**PROBLEMS AND TASKS**
[A] In the article about Litchfield Middle School science teacher Jostlin Rademacher, how many years did she teach fourth grade before moving to middle school?
[B] Continue the article about Litchfield Middle School science teacher Jostlin Rademacher, picking up after its last paragraph.

**EXCERPT TO READ**
__________
Winter | 2026
Where Curiosity Takes the Lead
"You either gotta jump on the bus or you gotta figure it out."

If you walk past the sixth-grade science room at Litchfield Middle School, you know immediately where you are. The hallway itself gives it away. There's always something hanging there—a poster, a project, some clever visual translation of what the students are learning. Recently, it was a collection of "Rock Stars," each one a metamorphic, igneous, or sedimentary specimen reimagined as a musician, complete with a backstory about how they "formed." It's playful, a little bit quirky, and unmistakably tied to the work happening inside the room. And it's exactly the kind of atmosphere that teacher Jostlin Rademacher believes brings science to life.
Now in her tenth year in the district, Jostlin didn't begin her career teaching middle school. She served as an aide first, then taught fourth grade for two years before moving up. She loved her younger students, but she knew herself well enough to recognize where she belonged. "I just felt like my personality and the way that I do things as far as classroom management, I was a better fit for middle school," she said. And once she stepped into sixth grade, she found her place.
Her students begin the year with an introduction to the periodic table—not a deep dive, just enough to lay the foundation. From there, they work through the scientific method, then minerals and the Mohs scale, and then rocks. Jostlin threads everything together intentionally, each unit supporting the next. It's a pace she's refined over several years, and it's designed to help kids build knowledge without losing confidence.
__________
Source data
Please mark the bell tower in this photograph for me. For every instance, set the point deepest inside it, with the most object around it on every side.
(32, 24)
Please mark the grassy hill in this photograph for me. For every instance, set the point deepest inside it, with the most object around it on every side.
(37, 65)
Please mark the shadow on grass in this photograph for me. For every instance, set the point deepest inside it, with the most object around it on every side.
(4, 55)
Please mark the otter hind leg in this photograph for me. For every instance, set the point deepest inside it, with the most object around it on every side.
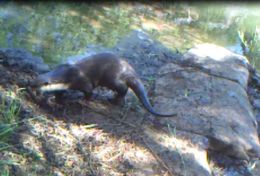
(121, 90)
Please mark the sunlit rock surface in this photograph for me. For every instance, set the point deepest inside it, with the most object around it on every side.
(206, 88)
(212, 102)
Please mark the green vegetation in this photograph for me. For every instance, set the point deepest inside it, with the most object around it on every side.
(9, 111)
(57, 30)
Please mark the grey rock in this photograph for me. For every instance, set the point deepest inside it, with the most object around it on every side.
(23, 60)
(227, 119)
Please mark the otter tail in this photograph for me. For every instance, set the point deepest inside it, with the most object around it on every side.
(137, 86)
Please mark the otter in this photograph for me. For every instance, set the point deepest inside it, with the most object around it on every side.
(102, 69)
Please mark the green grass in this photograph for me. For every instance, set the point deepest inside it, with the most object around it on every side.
(9, 112)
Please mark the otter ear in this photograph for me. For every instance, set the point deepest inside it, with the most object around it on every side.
(73, 72)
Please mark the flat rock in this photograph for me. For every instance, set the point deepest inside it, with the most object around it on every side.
(212, 105)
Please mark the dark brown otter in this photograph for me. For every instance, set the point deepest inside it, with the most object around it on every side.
(104, 69)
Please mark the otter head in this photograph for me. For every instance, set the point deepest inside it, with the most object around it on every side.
(60, 78)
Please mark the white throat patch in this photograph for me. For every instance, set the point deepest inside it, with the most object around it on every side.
(54, 87)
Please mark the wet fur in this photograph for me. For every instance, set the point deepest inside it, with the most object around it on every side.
(104, 69)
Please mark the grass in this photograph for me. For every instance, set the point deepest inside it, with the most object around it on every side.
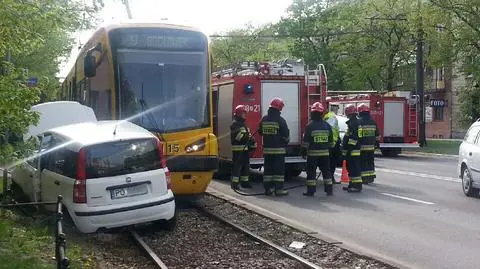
__________
**LIST OF ANSWERS**
[A] Two years.

[B]
The pandemic years disrupted that confidence for many students. "I felt like when I started doing it, I was able to get my feet under me a lot better. And they had already had a lot of background knowledge. Right now, I feel like they don't have as much background knowledge." She doesn't blame them. She simply adjusts. "I just meet the kids where they are," she said. "It was kind of a hard pill for me to swallow at first because I was like, well, this is where we all should be. And then when they're looking at me like, well, that's not where I'm at, then it's like, okay, I have to reassess myself and see where I'm at and what I can do better for them"
One thing she refuses to do is slow to a crawl. "I also know that sometimes you just have to move on. You either gotta jump on the bus or you gotta figure it out," she tells her students. And they do.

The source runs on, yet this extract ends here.